EXCERPT:
::::::::::

Introduction
A culvert is defined as a short passageway or closed conduit to transport water from one place to another, usually on transport routes (road, rail or other embankment), which in turn contributes to meeting the needs of surface drainage, thus fulfilling the function of a passage structure for water and protection for transport routes (Chaudhry, 20008; Schall, Thompson, Zerges, Kilgore, & Morris, 2012). When the culvert inlet is submerged, its operation corresponds to an orifice (American Society of Civil Engineers/Water Environment Federation [ASCE], 1992; Normann, Houghtalen, & Johnson, 1985; Urban Drainage and Flood Control District [UDFCD], 2016) or a gate (Henderson, 1966); otherwise, its behavior is similar to the flow of a broad-crested weir (ASCE, 1992). If the outlet is submerged, it is called a drowned discharge or, failing that, a free discharge (Normann et al., 1985; Tullis & Robinson, 2008).
In hydraulics, knowing the behavior of structures during their operation is essential; for this, it is necessary to determine, experimentally, the relationship between the variables of interest, which is called the characteristic curve. In particular, for control structures (such as orifices, gates, weirs, siphons, among others) a relationship between the operating load and the discharge is sought (Charbeneau, Henderson, & Sherman, 2006). In a culvert, two types of control can be presented: 1) inlet, in which the discharge that can pass through the conduit depends only on the conditions of the inlet, and 2) outlet, in which the characteristics of the conduit and the outlet must be added together (Alonso, 2005).
Traditionally, analysis of submerged and unsubmerged inlet operation is done separately, resulting in curves that may or may not overlap; this makes identification of the transition uncertain (Charbeneau et al., 2006). Huffman, Fangmeier, Elliot, and Workman (2013) show a composite curve for weir and orifice operation without considering this zone.
Until the middle of the last century, the transition zone was given little importance and was not considered in hydraulic culvert design procedures (Charbeneau et al., 2006). At the end of the last century, Normann et al. (1985) proposed a simple operating curve for culverts, in which they indicated the operating curve of the orifice and the weir with a tangent line joining both curves. Likewise, Charbeneau et al. (2006) started from the individual curves and made a least-squares fitting for the transition zone. Considering that there is not enough information about the hydraulic behavior in a weir-orifice transition in culverts, and with the hypothesis that the behavior of the load-flow ratio is not linear, the aim of the present work was to obtain the characteristic curve of the real behavior of the transition zone of a culvert with inlet control, as well as the mathematical models of the hydraulic operation. This was done by varying the water level continuously in a physical model designed, built and instrumented with low-cost sensors.

::::::::::

DATA EXTRACT:
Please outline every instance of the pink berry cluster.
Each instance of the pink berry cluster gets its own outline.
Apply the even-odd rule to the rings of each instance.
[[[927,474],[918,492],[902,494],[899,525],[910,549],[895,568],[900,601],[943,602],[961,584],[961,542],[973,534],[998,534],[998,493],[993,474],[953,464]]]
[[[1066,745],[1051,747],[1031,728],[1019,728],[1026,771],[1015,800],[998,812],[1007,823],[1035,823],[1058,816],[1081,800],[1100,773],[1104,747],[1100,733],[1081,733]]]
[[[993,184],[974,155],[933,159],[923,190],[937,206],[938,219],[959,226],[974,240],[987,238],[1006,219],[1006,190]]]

::::::::::

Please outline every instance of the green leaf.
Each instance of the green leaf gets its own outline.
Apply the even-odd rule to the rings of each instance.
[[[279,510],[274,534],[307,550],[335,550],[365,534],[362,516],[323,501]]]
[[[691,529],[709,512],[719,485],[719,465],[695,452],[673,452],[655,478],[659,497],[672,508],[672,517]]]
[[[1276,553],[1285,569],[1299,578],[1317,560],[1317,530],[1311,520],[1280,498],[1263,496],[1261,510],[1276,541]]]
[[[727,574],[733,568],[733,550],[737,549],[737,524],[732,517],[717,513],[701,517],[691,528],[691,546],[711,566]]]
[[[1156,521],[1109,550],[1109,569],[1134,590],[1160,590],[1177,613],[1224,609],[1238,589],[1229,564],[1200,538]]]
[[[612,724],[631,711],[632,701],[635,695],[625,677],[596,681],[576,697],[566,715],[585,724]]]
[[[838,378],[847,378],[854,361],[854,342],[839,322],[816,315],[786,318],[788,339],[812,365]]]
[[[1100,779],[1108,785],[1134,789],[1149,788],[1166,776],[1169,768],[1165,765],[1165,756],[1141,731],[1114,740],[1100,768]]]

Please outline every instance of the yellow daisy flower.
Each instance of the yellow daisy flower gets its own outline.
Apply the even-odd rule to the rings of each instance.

::::::::::

INSTRUCTIONS:
(a) From the culvert introduction, reproduce everything from "In hydraulics, knowing" down to "together (Alonso, 2005).".
(b) According to the culvert introduction, what is the discharge called when a culvert's outlet is submerged?
(c) Pick up the culvert introduction after its final sentence and keep writing.

ANSWERS:
(a)
In hydraulics, knowing the behavior of structures during their operation is essential; for this, it is necessary to determine, experimentally, the relationship between the variables of interest, which is called the characteristic curve. In particular, for control structures (such as orifices, gates, weirs, siphons, among others) a relationship between the operating load and the discharge is sought (Charbeneau, Henderson, & Sherman, 2006). In a culvert, two types of control can be presented: 1) inlet, in which the discharge that can pass through the conduit depends only on the conditions of the inlet, and 2) outlet, in which the characteristics of the conduit and the outlet must be added together (Alonso, 2005).

(b) A drowned discharge.

(c)
Materials and methods
Culvert design
The design of a culvert requires a local hydrological study to obtain the design discharge (Chanson, 2000). Typically, storm-produced runoff is assumed to have a return time of 25 to 50 years (Alonso, 2005). The design discharge and embankment height are associated to determine the diameter or height of the conduit, or conduits, as the case may be. The minimum diameter of the conduit is 0.31 m (12”) for culverts in channels (Arteaga, 1992), and from 0.40 to 0.60 m for relief ones (García-Trisolini, 2011). The Colombian Ministerio de Obras Públicas (MOP, 1967) recommends a minimum diameter of 0.91 m (36 in) for major roads considering their required maintenance work, and 1.22 m (48 in) or 1.52 m (60 in) for those areas where there is considerable sediment drag. Likewise, on secondary roads the diameter should not be less than 0.61 m (24 in), nor less than 0.46 m (18 in) on roads or access routes according to the Nicaraguan Ministro de Transporte e Infraestructura (MTI, 2008), which mainly considers maintenance. The conduit’s cross section depends on the height of the embankment, construction cost, material and type of inlet (Chanson, 2000; Clark & Kehler, 2011; Schall et al., 2012).
Regarding length, the variable to be examined corresponds to the width of the obstacle to be crossed. According to the Secretaría de Comunicaciones y Transportes (SCT, 1991), for safety reasons, the minimum lane width is 4 m to be able to travel at 60 km·h^{-1}, in addition to one-meter clearance on each side for pedestrian movement, which generates a width of 6 m for a single-lane road and 10 m for a two-lane one. The operating speed must be between 1.5 and 2.5 m·s^{-1} to meet the demands of load losses and silting (Arteaga, 1992), although the MOP (1967) specifies that the permissible speed depends on the physical characteristics of the terrain.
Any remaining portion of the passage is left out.